## YOUR GOAL:
Please find each line in the records that contains the string "spectator", matching case, and copy every such line.

(Object outline annotations)
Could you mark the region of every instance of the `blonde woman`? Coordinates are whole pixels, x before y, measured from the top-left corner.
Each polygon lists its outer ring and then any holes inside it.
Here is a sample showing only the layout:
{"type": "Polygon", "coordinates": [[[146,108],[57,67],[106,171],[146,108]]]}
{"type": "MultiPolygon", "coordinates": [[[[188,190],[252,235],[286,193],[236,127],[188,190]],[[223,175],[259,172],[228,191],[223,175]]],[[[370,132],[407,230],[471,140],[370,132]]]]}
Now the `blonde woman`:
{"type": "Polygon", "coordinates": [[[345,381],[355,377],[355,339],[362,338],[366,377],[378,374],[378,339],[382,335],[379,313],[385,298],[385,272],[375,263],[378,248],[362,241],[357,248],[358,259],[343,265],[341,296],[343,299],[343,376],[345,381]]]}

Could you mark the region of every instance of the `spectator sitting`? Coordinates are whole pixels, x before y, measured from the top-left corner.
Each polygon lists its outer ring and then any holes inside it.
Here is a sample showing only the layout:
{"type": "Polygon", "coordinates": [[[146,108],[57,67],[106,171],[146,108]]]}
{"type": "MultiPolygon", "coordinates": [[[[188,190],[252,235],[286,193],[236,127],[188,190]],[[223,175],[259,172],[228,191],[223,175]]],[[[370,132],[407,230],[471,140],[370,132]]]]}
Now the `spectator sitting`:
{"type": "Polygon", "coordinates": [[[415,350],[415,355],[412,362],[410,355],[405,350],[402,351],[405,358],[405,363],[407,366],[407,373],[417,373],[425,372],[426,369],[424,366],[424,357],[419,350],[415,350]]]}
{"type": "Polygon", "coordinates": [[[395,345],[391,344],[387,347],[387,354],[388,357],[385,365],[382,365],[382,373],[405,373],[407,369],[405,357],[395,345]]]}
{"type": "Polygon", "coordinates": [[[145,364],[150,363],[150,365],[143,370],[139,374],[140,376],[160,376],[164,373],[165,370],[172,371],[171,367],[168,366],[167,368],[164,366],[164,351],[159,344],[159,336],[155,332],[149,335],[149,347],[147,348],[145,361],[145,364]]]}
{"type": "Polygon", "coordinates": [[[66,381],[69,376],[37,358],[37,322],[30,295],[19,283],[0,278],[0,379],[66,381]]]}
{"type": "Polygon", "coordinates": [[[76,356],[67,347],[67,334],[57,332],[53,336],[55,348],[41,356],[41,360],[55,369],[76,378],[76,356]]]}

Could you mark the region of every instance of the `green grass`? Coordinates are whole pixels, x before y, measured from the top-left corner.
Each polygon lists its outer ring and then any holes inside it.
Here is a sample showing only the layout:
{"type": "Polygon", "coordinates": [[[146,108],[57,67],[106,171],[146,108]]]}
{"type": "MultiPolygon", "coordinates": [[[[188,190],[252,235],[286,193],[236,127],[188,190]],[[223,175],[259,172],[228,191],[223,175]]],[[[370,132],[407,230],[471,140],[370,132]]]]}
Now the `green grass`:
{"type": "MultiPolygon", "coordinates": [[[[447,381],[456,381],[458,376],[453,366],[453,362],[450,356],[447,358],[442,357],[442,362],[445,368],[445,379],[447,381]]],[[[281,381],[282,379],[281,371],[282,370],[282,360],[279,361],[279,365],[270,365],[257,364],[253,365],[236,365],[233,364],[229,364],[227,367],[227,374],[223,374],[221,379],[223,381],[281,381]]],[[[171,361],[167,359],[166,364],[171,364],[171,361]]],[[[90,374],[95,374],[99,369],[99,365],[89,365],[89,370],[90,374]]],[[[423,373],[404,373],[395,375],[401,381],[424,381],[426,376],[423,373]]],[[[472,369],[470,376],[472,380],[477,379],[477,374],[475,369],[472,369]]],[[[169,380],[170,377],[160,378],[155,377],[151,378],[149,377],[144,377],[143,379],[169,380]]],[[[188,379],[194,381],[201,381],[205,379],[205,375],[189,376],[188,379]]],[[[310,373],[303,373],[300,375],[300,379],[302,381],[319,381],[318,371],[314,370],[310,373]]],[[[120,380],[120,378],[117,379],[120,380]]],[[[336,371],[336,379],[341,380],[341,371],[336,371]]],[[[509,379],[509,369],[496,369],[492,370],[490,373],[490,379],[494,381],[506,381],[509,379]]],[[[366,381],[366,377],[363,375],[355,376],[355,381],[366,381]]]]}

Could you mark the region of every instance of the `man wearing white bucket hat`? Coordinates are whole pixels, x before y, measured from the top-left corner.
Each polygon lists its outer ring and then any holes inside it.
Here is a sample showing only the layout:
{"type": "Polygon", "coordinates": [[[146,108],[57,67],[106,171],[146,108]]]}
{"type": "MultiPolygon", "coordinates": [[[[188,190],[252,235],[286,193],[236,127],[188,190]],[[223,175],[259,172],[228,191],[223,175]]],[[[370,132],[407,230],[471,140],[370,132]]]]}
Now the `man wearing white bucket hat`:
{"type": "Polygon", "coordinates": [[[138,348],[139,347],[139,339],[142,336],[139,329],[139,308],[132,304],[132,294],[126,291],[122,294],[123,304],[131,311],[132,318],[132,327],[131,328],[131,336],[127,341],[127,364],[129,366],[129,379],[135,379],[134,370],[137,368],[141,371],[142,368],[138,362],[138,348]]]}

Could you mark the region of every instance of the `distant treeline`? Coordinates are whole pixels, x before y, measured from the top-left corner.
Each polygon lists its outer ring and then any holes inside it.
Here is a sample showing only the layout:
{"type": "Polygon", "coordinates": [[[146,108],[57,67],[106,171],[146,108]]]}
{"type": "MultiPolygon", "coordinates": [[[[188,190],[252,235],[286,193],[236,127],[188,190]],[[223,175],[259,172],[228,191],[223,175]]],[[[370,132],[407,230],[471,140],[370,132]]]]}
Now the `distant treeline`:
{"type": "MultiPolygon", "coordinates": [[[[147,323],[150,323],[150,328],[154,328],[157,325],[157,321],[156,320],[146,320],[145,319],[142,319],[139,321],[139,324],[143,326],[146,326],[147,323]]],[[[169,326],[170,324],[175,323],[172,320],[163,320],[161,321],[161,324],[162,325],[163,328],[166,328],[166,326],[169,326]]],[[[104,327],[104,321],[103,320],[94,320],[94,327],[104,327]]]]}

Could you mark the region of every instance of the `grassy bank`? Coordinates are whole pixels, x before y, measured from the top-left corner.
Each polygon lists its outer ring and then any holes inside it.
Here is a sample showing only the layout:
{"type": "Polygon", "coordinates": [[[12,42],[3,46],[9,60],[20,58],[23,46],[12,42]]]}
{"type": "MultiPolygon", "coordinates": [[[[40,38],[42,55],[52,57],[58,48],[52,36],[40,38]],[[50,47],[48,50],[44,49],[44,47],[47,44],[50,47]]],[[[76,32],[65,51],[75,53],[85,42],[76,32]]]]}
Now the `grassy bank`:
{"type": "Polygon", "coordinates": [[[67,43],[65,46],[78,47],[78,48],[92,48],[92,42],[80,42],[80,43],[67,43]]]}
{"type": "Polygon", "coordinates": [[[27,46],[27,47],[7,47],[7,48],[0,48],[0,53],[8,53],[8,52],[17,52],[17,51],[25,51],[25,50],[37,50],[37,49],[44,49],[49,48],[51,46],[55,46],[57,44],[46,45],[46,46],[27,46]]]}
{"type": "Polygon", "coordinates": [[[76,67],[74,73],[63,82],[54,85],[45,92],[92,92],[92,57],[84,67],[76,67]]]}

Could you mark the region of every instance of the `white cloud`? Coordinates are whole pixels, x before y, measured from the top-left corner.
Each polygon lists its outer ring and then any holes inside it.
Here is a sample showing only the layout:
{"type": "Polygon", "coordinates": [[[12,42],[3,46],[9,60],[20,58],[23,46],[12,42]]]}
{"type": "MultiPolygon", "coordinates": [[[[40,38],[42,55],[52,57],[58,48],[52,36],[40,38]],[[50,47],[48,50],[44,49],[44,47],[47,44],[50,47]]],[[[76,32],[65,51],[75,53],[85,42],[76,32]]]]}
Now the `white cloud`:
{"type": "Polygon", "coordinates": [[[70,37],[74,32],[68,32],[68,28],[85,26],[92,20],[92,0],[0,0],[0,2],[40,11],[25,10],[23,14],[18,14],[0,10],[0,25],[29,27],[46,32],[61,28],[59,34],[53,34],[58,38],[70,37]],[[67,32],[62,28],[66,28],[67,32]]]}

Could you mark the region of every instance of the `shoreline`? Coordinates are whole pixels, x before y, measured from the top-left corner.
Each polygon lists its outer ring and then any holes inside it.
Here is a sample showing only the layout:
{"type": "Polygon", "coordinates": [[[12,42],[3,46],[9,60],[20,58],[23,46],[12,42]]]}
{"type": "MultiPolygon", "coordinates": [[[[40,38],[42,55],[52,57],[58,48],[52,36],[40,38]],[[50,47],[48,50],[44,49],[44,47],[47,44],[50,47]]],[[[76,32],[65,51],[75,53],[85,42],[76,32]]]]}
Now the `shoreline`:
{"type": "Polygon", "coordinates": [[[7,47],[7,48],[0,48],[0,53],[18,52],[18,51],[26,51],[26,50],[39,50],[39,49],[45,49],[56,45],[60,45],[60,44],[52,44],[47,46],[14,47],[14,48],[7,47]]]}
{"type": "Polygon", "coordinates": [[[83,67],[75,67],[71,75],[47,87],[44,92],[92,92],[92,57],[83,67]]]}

## FINAL RESULT:
Could you mark the region of every instance of the `spectator sitting`? Coordinates are whole pixels, x before y, measured from the top-left corner.
Now the `spectator sitting`:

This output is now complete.